Required action
Produce a faithful copy of every record below, without the pictures.
◇ ◇ ◇ ◇
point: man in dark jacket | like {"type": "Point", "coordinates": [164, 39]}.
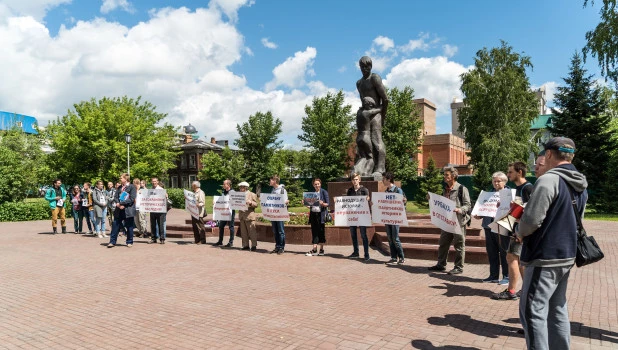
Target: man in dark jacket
{"type": "Point", "coordinates": [125, 210]}
{"type": "Point", "coordinates": [548, 228]}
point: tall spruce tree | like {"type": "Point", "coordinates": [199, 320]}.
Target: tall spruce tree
{"type": "Point", "coordinates": [581, 115]}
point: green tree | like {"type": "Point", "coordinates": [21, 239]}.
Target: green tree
{"type": "Point", "coordinates": [430, 182]}
{"type": "Point", "coordinates": [258, 143]}
{"type": "Point", "coordinates": [581, 115]}
{"type": "Point", "coordinates": [498, 110]}
{"type": "Point", "coordinates": [327, 132]}
{"type": "Point", "coordinates": [89, 142]}
{"type": "Point", "coordinates": [603, 40]}
{"type": "Point", "coordinates": [227, 165]}
{"type": "Point", "coordinates": [402, 134]}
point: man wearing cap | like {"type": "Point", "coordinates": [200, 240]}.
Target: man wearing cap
{"type": "Point", "coordinates": [247, 218]}
{"type": "Point", "coordinates": [548, 229]}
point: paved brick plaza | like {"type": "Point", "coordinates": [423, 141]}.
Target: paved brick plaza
{"type": "Point", "coordinates": [70, 292]}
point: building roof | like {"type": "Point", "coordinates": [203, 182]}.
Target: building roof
{"type": "Point", "coordinates": [541, 122]}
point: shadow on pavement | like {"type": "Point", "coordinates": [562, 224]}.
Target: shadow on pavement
{"type": "Point", "coordinates": [468, 324]}
{"type": "Point", "coordinates": [426, 345]}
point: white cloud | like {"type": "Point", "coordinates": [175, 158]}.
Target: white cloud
{"type": "Point", "coordinates": [110, 5]}
{"type": "Point", "coordinates": [268, 44]}
{"type": "Point", "coordinates": [449, 50]}
{"type": "Point", "coordinates": [291, 73]}
{"type": "Point", "coordinates": [383, 43]}
{"type": "Point", "coordinates": [435, 78]}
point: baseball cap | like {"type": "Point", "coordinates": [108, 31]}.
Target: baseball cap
{"type": "Point", "coordinates": [562, 144]}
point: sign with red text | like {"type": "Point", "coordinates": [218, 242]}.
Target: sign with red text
{"type": "Point", "coordinates": [442, 211]}
{"type": "Point", "coordinates": [153, 201]}
{"type": "Point", "coordinates": [352, 211]}
{"type": "Point", "coordinates": [273, 207]}
{"type": "Point", "coordinates": [388, 208]}
{"type": "Point", "coordinates": [221, 208]}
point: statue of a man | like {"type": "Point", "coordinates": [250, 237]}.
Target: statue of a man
{"type": "Point", "coordinates": [371, 154]}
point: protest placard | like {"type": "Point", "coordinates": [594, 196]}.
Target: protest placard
{"type": "Point", "coordinates": [486, 204]}
{"type": "Point", "coordinates": [221, 208]}
{"type": "Point", "coordinates": [442, 211]}
{"type": "Point", "coordinates": [153, 201]}
{"type": "Point", "coordinates": [191, 204]}
{"type": "Point", "coordinates": [238, 200]}
{"type": "Point", "coordinates": [352, 211]}
{"type": "Point", "coordinates": [388, 208]}
{"type": "Point", "coordinates": [273, 207]}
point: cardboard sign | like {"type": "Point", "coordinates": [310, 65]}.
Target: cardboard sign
{"type": "Point", "coordinates": [388, 208]}
{"type": "Point", "coordinates": [442, 211]}
{"type": "Point", "coordinates": [221, 208]}
{"type": "Point", "coordinates": [191, 204]}
{"type": "Point", "coordinates": [273, 207]}
{"type": "Point", "coordinates": [238, 200]}
{"type": "Point", "coordinates": [352, 211]}
{"type": "Point", "coordinates": [486, 204]}
{"type": "Point", "coordinates": [153, 201]}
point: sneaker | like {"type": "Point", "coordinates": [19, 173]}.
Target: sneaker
{"type": "Point", "coordinates": [391, 262]}
{"type": "Point", "coordinates": [505, 295]}
{"type": "Point", "coordinates": [436, 268]}
{"type": "Point", "coordinates": [490, 280]}
{"type": "Point", "coordinates": [504, 281]}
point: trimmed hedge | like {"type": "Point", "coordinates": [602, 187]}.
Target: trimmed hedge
{"type": "Point", "coordinates": [25, 211]}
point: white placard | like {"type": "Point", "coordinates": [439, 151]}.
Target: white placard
{"type": "Point", "coordinates": [153, 201]}
{"type": "Point", "coordinates": [388, 208]}
{"type": "Point", "coordinates": [221, 208]}
{"type": "Point", "coordinates": [442, 211]}
{"type": "Point", "coordinates": [273, 207]}
{"type": "Point", "coordinates": [238, 200]}
{"type": "Point", "coordinates": [191, 204]}
{"type": "Point", "coordinates": [486, 204]}
{"type": "Point", "coordinates": [352, 211]}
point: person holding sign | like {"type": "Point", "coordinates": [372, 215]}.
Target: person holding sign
{"type": "Point", "coordinates": [358, 190]}
{"type": "Point", "coordinates": [451, 192]}
{"type": "Point", "coordinates": [247, 218]}
{"type": "Point", "coordinates": [392, 231]}
{"type": "Point", "coordinates": [317, 218]}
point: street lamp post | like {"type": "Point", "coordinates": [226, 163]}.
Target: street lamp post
{"type": "Point", "coordinates": [127, 138]}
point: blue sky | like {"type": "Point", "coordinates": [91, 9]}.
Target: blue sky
{"type": "Point", "coordinates": [213, 63]}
◇ ◇ ◇ ◇
Solved problem
point: man in dark jacket | like {"type": "Point", "coordinates": [164, 39]}.
Target: man in dark jacket
{"type": "Point", "coordinates": [125, 210]}
{"type": "Point", "coordinates": [548, 228]}
point: tall spruce tree | like {"type": "Point", "coordinates": [199, 320]}.
Target: tall spruce tree
{"type": "Point", "coordinates": [581, 115]}
point: green tree | like {"type": "Point", "coordinates": [21, 239]}.
Target: green tree
{"type": "Point", "coordinates": [430, 182]}
{"type": "Point", "coordinates": [258, 143]}
{"type": "Point", "coordinates": [581, 115]}
{"type": "Point", "coordinates": [498, 110]}
{"type": "Point", "coordinates": [327, 132]}
{"type": "Point", "coordinates": [89, 142]}
{"type": "Point", "coordinates": [603, 40]}
{"type": "Point", "coordinates": [227, 165]}
{"type": "Point", "coordinates": [402, 134]}
point: man wearing cap | like {"type": "Point", "coordinates": [200, 240]}.
Target: man wearing cap
{"type": "Point", "coordinates": [247, 218]}
{"type": "Point", "coordinates": [548, 229]}
point: paved brick plaza | like {"type": "Point", "coordinates": [423, 141]}.
Target: paved brick plaza
{"type": "Point", "coordinates": [70, 292]}
point: building roof | like {"type": "Point", "coordinates": [203, 182]}.
Target: building roof
{"type": "Point", "coordinates": [541, 122]}
point: shadow on pavement | like {"type": "Point", "coordinates": [562, 224]}.
Target: shadow on pavement
{"type": "Point", "coordinates": [468, 324]}
{"type": "Point", "coordinates": [426, 345]}
point: white cloud | like {"type": "Point", "coordinates": [175, 158]}.
Target: white cloud
{"type": "Point", "coordinates": [110, 5]}
{"type": "Point", "coordinates": [268, 44]}
{"type": "Point", "coordinates": [449, 50]}
{"type": "Point", "coordinates": [291, 73]}
{"type": "Point", "coordinates": [383, 43]}
{"type": "Point", "coordinates": [435, 78]}
point: baseball cap | like {"type": "Point", "coordinates": [108, 31]}.
Target: baseball cap
{"type": "Point", "coordinates": [562, 144]}
point: sign with red text | like {"type": "Point", "coordinates": [218, 242]}.
Target: sign with red text
{"type": "Point", "coordinates": [442, 211]}
{"type": "Point", "coordinates": [153, 201]}
{"type": "Point", "coordinates": [352, 211]}
{"type": "Point", "coordinates": [273, 207]}
{"type": "Point", "coordinates": [388, 208]}
{"type": "Point", "coordinates": [221, 208]}
point: statue of a man | like {"type": "Point", "coordinates": [250, 237]}.
Target: statue of a man
{"type": "Point", "coordinates": [371, 154]}
point: protest placard | like {"type": "Point", "coordinates": [594, 196]}.
Target: protest placard
{"type": "Point", "coordinates": [486, 204]}
{"type": "Point", "coordinates": [221, 208]}
{"type": "Point", "coordinates": [442, 211]}
{"type": "Point", "coordinates": [153, 201]}
{"type": "Point", "coordinates": [191, 204]}
{"type": "Point", "coordinates": [238, 200]}
{"type": "Point", "coordinates": [352, 211]}
{"type": "Point", "coordinates": [388, 208]}
{"type": "Point", "coordinates": [273, 207]}
point: cardboard sign | like {"type": "Point", "coordinates": [310, 65]}.
Target: cardboard sign
{"type": "Point", "coordinates": [388, 208]}
{"type": "Point", "coordinates": [442, 211]}
{"type": "Point", "coordinates": [221, 208]}
{"type": "Point", "coordinates": [191, 204]}
{"type": "Point", "coordinates": [273, 207]}
{"type": "Point", "coordinates": [238, 200]}
{"type": "Point", "coordinates": [352, 211]}
{"type": "Point", "coordinates": [486, 204]}
{"type": "Point", "coordinates": [153, 201]}
point: sneaker | like {"type": "Point", "coordinates": [19, 173]}.
Target: sneaker
{"type": "Point", "coordinates": [391, 262]}
{"type": "Point", "coordinates": [505, 295]}
{"type": "Point", "coordinates": [436, 268]}
{"type": "Point", "coordinates": [490, 280]}
{"type": "Point", "coordinates": [504, 281]}
point: trimmed hedge | like {"type": "Point", "coordinates": [602, 187]}.
Target: trimmed hedge
{"type": "Point", "coordinates": [25, 211]}
point: white placard | like {"type": "Point", "coordinates": [439, 151]}.
Target: white placard
{"type": "Point", "coordinates": [153, 201]}
{"type": "Point", "coordinates": [388, 208]}
{"type": "Point", "coordinates": [221, 208]}
{"type": "Point", "coordinates": [442, 211]}
{"type": "Point", "coordinates": [273, 207]}
{"type": "Point", "coordinates": [238, 200]}
{"type": "Point", "coordinates": [191, 204]}
{"type": "Point", "coordinates": [486, 204]}
{"type": "Point", "coordinates": [352, 211]}
point: person holding sign | like {"type": "Point", "coordinates": [372, 215]}.
Target: person holding sign
{"type": "Point", "coordinates": [358, 190]}
{"type": "Point", "coordinates": [451, 192]}
{"type": "Point", "coordinates": [247, 218]}
{"type": "Point", "coordinates": [392, 231]}
{"type": "Point", "coordinates": [317, 218]}
point: street lamp post | like {"type": "Point", "coordinates": [226, 163]}.
Target: street lamp post
{"type": "Point", "coordinates": [127, 138]}
point: blue sky | like {"type": "Point", "coordinates": [91, 9]}.
Target: blue sky
{"type": "Point", "coordinates": [213, 63]}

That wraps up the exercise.